→ **SELECTED EXCERPT**:
---*---
‘When you go in search of honey, you must expect to be stung by bees…’
[Joseph Joubert, Writer]
I DO NOT intend to amplify the ‘buzz’ surrounding Mayfair’s
Wild Honey. I think that the fact this dim, sullen priest hole has been garnished with a Michelin star is peculiar, rather than weird and wonderful. The annex to sister
Arbutus, a ten-minute stroll away, it occupies Marco Pierre White’s former
Drones Club. Incidentally, a drone is a lazy bee which lives off the labour of others. Vicarious connotations aside, whilst Wild Honey is a reference to the site's heritage, Pyrenean honey also makes a welcome appearance with cheese and is the focus of the signature dessert.
The Arbutus touches are plainly in evidence: dining at the inherited onyx bar is possible; the bound table mats imported from New York too, even though they darken an already oppressive room and would look more at home on the beach. Mounted Rubenesque Edwardian postcard nudes also hang in the gents.
---*---
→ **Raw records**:
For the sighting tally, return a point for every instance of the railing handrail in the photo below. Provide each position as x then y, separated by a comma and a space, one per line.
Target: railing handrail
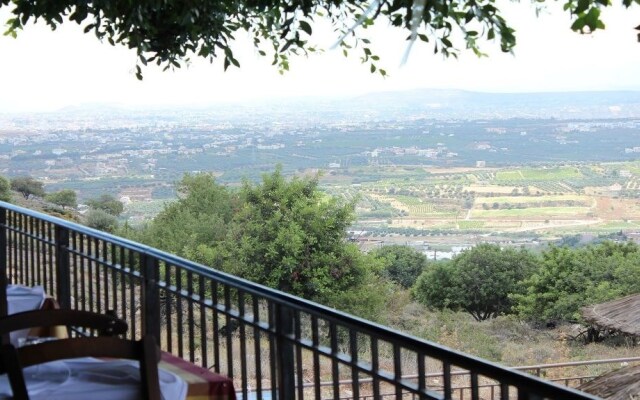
518, 368
482, 367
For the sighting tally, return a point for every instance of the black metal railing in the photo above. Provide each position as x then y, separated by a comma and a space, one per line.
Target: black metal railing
270, 343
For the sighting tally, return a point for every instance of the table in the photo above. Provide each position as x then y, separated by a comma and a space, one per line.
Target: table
23, 298
202, 383
92, 378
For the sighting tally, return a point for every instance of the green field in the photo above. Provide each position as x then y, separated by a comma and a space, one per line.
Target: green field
531, 212
539, 174
532, 199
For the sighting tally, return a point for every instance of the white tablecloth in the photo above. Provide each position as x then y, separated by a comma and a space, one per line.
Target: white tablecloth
23, 298
93, 379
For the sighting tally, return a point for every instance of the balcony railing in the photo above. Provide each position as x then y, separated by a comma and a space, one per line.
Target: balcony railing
270, 343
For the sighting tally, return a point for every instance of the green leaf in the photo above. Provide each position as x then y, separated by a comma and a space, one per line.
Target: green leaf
304, 25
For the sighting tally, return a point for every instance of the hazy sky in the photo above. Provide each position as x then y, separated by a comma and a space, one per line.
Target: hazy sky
45, 70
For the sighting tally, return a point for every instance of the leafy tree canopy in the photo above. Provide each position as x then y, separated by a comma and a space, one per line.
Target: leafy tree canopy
402, 264
5, 189
170, 32
290, 236
107, 203
571, 279
101, 220
192, 226
27, 186
479, 281
63, 198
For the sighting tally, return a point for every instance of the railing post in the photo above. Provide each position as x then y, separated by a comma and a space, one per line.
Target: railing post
150, 297
284, 348
4, 269
63, 273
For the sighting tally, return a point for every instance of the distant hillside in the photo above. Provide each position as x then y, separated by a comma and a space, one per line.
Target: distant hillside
472, 105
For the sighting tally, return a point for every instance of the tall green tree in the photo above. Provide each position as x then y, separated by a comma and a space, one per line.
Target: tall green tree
107, 203
570, 279
193, 226
64, 198
170, 32
402, 264
101, 220
480, 281
290, 236
5, 189
28, 186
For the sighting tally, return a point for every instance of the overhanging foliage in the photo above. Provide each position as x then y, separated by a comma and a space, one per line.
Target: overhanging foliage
170, 32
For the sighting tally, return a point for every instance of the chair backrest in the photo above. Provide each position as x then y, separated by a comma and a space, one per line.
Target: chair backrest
105, 325
145, 351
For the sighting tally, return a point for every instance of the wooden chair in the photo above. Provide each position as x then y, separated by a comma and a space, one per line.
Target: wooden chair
145, 351
104, 325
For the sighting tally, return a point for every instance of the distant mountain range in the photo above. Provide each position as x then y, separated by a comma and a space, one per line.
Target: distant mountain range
419, 103
473, 105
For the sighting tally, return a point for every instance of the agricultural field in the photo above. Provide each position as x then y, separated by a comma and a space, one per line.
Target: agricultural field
541, 202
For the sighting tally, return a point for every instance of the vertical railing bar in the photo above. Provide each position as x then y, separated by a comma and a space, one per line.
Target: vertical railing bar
47, 261
4, 268
83, 271
335, 371
397, 368
422, 372
298, 360
25, 272
107, 269
227, 328
203, 323
123, 287
257, 347
63, 280
17, 269
355, 375
168, 306
474, 385
39, 252
272, 349
285, 355
16, 251
98, 268
375, 366
192, 344
150, 298
446, 379
179, 322
315, 338
32, 253
114, 278
90, 279
216, 339
76, 280
243, 342
132, 296
504, 391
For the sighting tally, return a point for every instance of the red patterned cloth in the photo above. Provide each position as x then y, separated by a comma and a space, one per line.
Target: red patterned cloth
203, 384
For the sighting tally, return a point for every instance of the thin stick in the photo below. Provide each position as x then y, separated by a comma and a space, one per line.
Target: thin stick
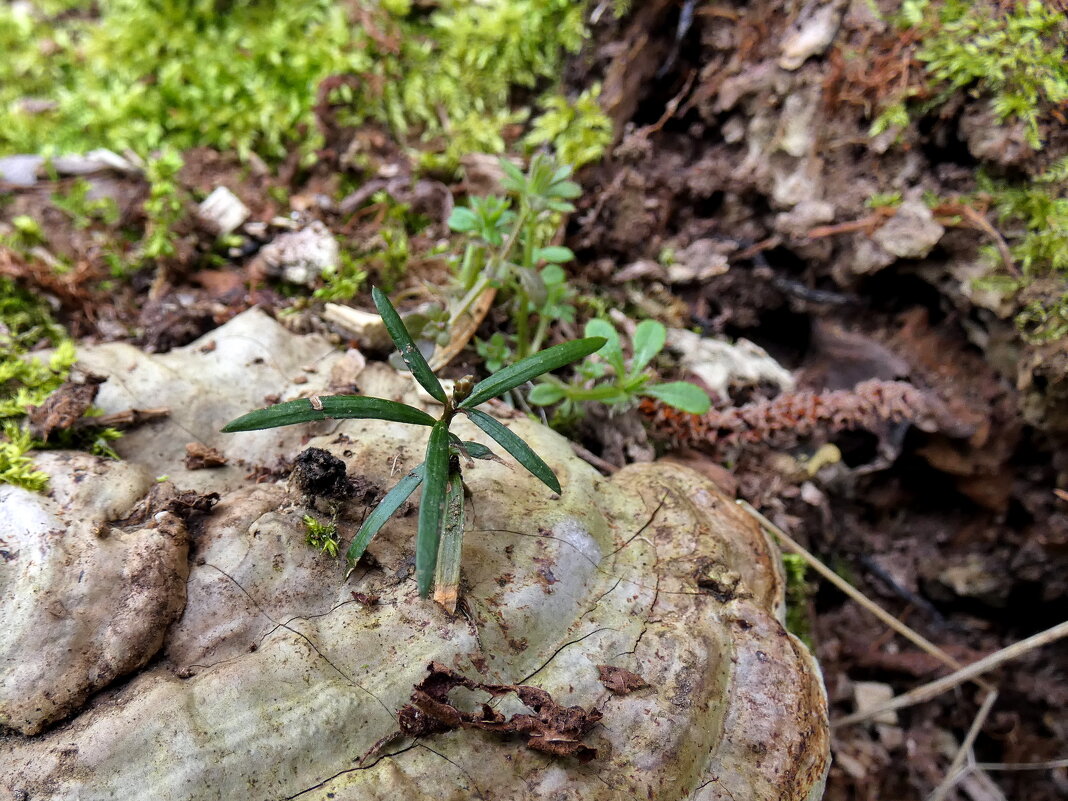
933, 689
1051, 765
957, 769
916, 639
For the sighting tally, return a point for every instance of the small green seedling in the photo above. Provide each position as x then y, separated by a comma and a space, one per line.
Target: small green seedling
615, 380
322, 536
508, 247
440, 531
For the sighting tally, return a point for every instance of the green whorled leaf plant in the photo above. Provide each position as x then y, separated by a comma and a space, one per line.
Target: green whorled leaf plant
440, 531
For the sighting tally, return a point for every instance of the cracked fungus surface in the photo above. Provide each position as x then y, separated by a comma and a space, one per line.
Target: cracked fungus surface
280, 674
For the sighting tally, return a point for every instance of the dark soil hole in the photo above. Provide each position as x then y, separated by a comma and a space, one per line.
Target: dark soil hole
785, 334
894, 292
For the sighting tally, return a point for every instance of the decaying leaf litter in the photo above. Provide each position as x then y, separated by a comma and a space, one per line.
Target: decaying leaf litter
916, 446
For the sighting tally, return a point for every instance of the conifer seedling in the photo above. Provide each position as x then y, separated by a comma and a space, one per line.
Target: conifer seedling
440, 531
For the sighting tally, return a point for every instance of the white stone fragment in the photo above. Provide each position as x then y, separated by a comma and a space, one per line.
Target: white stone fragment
222, 210
721, 365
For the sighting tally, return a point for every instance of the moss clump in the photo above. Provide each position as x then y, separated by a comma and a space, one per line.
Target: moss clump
241, 75
1017, 58
579, 130
26, 381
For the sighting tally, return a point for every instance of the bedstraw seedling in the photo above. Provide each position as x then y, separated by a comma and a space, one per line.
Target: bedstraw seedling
440, 533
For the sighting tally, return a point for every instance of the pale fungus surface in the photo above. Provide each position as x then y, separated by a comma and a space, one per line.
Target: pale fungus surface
283, 676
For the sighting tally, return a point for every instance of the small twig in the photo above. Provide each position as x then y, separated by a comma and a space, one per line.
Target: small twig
979, 222
933, 689
127, 419
869, 223
957, 769
1049, 765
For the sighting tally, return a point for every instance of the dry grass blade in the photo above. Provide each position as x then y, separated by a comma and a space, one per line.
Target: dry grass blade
933, 689
957, 769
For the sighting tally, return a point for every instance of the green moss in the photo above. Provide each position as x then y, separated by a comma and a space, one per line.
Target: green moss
28, 380
578, 130
163, 207
83, 210
798, 595
240, 75
16, 468
1016, 57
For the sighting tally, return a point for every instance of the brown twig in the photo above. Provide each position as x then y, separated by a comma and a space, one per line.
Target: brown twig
127, 419
910, 634
933, 689
957, 769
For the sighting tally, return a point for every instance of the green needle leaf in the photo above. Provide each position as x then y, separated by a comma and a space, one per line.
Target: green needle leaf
408, 350
516, 446
383, 512
680, 394
446, 577
332, 407
430, 507
544, 361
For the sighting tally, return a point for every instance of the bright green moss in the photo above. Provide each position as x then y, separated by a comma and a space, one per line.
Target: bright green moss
578, 130
25, 323
799, 593
242, 75
1017, 57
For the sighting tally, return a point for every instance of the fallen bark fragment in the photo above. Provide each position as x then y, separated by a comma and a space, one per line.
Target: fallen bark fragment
553, 728
618, 680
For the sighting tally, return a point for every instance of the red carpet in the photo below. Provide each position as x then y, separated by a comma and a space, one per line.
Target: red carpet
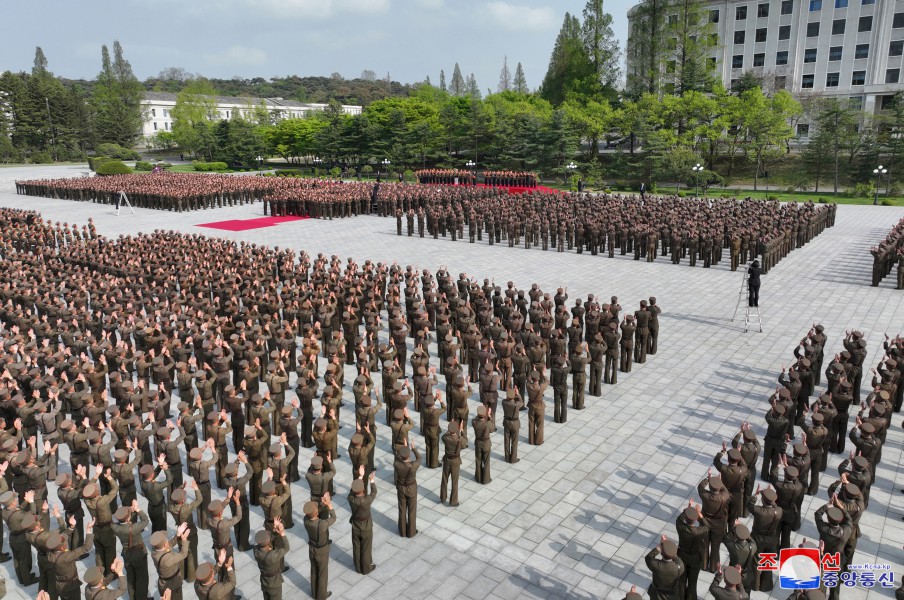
239, 225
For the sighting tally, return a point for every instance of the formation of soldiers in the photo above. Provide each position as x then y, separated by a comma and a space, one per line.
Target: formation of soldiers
657, 226
446, 177
161, 366
752, 519
189, 191
888, 252
510, 179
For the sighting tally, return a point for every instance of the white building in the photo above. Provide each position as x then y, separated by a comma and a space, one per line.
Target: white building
841, 48
158, 107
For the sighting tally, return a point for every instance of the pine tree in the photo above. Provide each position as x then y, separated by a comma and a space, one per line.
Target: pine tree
40, 66
601, 45
457, 88
569, 65
505, 77
647, 47
472, 90
117, 99
520, 83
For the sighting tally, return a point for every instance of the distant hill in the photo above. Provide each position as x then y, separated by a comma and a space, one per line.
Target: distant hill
304, 89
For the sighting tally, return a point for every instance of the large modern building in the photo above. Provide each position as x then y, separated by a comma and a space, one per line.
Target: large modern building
158, 107
841, 48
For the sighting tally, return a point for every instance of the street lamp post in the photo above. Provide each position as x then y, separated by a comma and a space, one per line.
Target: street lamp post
697, 169
878, 172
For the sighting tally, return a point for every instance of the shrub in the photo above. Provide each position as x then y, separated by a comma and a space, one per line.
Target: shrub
113, 167
860, 190
116, 151
211, 166
41, 158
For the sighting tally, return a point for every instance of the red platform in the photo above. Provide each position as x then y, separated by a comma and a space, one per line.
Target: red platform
245, 225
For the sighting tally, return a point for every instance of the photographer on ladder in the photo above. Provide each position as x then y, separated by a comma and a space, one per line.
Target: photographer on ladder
753, 283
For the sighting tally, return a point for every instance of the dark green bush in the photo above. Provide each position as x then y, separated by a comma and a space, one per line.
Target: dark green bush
41, 158
116, 151
113, 167
212, 166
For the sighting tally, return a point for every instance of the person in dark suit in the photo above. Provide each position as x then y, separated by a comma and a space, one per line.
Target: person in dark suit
753, 283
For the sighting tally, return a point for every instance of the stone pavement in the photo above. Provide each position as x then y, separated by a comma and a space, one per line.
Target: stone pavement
576, 516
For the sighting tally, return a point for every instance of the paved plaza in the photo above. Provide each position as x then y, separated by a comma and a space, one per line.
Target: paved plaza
576, 516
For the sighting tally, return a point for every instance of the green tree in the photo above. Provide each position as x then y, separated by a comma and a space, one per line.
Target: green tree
458, 87
505, 77
520, 82
116, 100
193, 117
647, 47
839, 122
601, 47
569, 66
766, 125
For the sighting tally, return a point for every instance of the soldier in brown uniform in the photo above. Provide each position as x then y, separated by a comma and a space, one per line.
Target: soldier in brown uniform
453, 444
406, 488
169, 561
319, 516
131, 523
270, 551
359, 502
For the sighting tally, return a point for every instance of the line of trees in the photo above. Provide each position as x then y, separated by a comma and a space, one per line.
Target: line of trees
44, 118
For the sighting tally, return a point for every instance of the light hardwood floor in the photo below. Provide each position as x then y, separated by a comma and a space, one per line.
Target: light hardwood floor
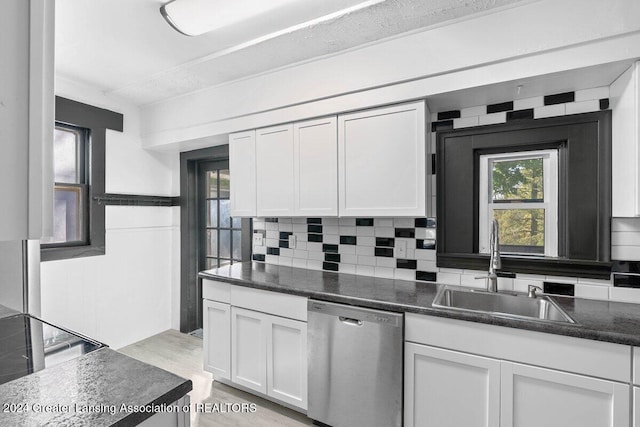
182, 354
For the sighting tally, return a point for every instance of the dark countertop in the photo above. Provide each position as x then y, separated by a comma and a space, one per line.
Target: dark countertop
102, 379
596, 320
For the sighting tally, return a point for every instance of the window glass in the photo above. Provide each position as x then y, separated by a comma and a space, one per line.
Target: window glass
212, 184
237, 245
520, 191
67, 215
224, 183
517, 180
212, 243
65, 156
70, 203
212, 213
225, 244
225, 214
521, 230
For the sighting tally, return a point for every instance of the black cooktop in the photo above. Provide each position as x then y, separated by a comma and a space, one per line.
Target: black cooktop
29, 345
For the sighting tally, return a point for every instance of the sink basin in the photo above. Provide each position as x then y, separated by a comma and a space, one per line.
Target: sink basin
501, 304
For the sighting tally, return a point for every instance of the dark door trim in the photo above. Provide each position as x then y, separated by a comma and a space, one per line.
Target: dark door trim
190, 285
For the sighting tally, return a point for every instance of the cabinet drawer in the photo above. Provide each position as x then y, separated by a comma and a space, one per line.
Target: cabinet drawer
216, 291
276, 303
535, 348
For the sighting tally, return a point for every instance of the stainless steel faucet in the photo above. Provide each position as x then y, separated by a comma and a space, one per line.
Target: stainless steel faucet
495, 263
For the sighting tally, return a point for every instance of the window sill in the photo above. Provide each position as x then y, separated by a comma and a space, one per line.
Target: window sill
70, 252
529, 265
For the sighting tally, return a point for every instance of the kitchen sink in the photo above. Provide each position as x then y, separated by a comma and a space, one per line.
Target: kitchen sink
511, 305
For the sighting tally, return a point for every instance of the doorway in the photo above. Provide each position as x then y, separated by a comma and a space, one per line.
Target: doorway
209, 236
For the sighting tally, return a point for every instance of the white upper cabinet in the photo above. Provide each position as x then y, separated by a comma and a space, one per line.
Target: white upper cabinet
26, 119
274, 161
242, 173
316, 167
382, 161
625, 102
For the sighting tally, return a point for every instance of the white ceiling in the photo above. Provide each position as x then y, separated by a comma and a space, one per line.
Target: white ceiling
125, 48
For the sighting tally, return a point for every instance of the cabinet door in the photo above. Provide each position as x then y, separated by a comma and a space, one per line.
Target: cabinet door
625, 144
287, 361
533, 397
381, 162
242, 171
274, 157
446, 388
316, 167
248, 344
217, 338
636, 407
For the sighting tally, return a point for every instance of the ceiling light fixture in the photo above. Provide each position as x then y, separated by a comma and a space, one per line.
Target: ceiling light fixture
195, 17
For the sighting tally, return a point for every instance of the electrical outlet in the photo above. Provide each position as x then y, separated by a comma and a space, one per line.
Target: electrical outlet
401, 249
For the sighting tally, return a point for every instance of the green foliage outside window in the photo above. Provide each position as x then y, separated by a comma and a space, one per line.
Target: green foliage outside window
519, 181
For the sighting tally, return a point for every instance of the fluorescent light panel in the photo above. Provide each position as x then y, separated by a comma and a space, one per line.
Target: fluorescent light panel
195, 17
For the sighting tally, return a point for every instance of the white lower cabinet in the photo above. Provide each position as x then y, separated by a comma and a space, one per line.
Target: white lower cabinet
287, 361
269, 355
501, 387
446, 388
216, 320
247, 346
533, 397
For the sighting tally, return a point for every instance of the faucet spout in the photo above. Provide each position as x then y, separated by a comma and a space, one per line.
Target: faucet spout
495, 263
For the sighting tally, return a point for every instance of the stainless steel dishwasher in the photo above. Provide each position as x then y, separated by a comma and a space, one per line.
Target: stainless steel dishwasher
355, 365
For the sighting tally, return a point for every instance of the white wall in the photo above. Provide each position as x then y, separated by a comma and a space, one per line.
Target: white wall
536, 38
132, 291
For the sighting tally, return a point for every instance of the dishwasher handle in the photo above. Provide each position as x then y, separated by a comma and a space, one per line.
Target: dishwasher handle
350, 321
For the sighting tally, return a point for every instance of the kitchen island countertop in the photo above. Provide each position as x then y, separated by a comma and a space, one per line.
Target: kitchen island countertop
596, 319
90, 390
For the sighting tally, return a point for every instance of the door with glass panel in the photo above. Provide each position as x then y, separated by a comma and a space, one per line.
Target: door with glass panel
221, 242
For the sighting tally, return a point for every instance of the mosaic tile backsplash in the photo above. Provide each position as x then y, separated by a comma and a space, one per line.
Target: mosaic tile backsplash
400, 248
404, 248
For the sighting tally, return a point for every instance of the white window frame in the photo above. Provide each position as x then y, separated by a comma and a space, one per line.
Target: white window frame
550, 203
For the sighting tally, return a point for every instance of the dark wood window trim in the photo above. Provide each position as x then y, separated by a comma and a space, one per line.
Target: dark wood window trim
584, 144
97, 121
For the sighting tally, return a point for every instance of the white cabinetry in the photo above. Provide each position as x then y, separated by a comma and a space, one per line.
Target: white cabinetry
248, 344
625, 102
242, 173
316, 167
636, 407
217, 324
382, 161
256, 340
564, 391
440, 383
533, 397
287, 360
274, 165
26, 119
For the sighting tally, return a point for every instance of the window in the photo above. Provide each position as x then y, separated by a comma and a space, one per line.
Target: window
546, 181
79, 167
223, 233
71, 188
520, 191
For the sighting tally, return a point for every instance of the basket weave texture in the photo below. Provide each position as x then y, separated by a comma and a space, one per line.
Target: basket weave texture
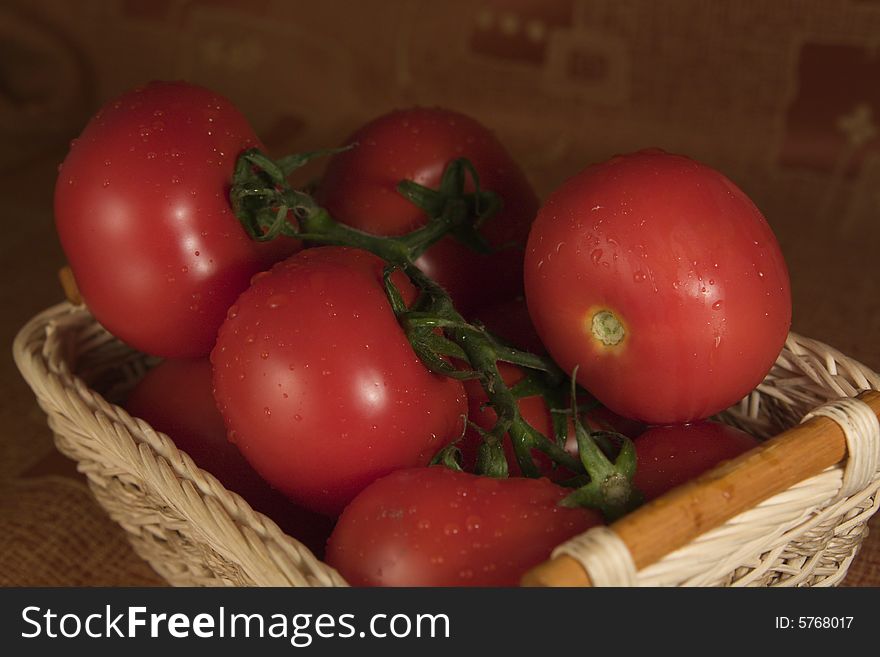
194, 532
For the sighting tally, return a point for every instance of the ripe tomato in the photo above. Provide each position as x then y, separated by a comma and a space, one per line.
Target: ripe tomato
175, 397
672, 455
662, 282
143, 217
318, 384
438, 527
359, 189
534, 410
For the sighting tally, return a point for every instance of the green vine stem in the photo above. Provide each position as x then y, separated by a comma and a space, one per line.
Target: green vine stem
268, 207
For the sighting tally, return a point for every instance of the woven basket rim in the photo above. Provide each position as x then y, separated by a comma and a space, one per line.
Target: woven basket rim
38, 350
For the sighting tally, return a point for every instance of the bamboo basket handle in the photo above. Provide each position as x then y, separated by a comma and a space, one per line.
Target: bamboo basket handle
673, 520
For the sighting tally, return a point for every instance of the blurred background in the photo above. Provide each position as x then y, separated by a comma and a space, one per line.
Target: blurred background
782, 97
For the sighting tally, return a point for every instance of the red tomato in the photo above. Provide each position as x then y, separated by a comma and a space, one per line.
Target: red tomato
320, 387
662, 282
669, 456
438, 527
359, 189
175, 397
142, 211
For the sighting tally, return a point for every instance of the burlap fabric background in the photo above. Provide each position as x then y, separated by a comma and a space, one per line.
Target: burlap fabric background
782, 96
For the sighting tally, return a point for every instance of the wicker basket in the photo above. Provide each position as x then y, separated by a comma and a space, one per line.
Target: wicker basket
195, 532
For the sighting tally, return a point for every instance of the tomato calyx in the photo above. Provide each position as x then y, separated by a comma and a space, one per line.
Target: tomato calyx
608, 484
268, 207
607, 328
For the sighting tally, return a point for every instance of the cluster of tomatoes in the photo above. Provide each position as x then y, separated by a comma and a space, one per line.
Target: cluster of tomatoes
448, 413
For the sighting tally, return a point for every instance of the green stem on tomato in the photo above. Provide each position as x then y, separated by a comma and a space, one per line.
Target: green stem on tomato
268, 207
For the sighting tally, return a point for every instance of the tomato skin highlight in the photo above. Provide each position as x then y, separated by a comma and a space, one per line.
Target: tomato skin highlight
175, 397
438, 527
142, 212
673, 455
359, 185
319, 386
671, 258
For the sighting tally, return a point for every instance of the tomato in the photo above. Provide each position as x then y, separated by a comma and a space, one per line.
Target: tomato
142, 212
318, 384
175, 397
359, 188
672, 455
438, 527
662, 282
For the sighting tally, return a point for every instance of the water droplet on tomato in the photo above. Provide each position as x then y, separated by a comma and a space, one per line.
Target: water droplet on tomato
258, 276
276, 301
473, 523
451, 529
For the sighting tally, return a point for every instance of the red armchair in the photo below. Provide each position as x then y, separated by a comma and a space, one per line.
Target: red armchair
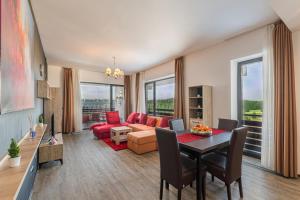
102, 130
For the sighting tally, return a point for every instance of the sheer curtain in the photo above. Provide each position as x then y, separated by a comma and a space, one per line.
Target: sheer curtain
141, 107
77, 101
268, 142
68, 102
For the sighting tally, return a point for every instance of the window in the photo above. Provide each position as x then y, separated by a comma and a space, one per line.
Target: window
250, 104
98, 99
160, 97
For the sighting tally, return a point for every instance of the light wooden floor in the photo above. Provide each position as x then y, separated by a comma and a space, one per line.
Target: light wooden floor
92, 170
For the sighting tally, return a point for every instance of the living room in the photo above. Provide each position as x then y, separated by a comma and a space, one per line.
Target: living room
189, 100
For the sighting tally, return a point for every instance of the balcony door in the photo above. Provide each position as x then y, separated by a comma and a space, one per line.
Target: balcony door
99, 98
250, 103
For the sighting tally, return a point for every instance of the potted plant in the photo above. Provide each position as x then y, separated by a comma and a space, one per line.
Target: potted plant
41, 120
14, 153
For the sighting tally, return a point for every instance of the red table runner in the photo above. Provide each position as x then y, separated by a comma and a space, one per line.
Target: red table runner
189, 137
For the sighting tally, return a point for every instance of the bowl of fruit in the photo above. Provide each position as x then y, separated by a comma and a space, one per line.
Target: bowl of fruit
202, 130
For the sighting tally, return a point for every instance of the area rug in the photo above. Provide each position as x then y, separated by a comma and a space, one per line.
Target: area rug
114, 146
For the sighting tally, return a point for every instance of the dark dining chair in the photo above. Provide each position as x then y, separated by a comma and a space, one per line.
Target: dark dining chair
176, 125
176, 169
227, 124
229, 168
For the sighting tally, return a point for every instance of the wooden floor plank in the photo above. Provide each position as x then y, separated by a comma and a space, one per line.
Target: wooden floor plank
92, 170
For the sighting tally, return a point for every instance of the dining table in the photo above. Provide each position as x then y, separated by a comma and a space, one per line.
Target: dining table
200, 145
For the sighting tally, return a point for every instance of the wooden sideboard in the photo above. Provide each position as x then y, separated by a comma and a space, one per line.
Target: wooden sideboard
17, 183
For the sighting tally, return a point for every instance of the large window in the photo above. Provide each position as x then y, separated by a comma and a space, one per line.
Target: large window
160, 97
250, 104
98, 99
---*---
→ **TASK BRIEF**: Reproduce the part of the Wild Honey review between "The Arbutus touches" and "in the gents.", inclusive.

→ **RESPONSE**:
The Arbutus touches are plainly in evidence: dining at the inherited onyx bar is possible; the bound table mats imported from New York too, even though they darken an already oppressive room and would look more at home on the beach. Mounted Rubenesque Edwardian postcard nudes also hang in the gents.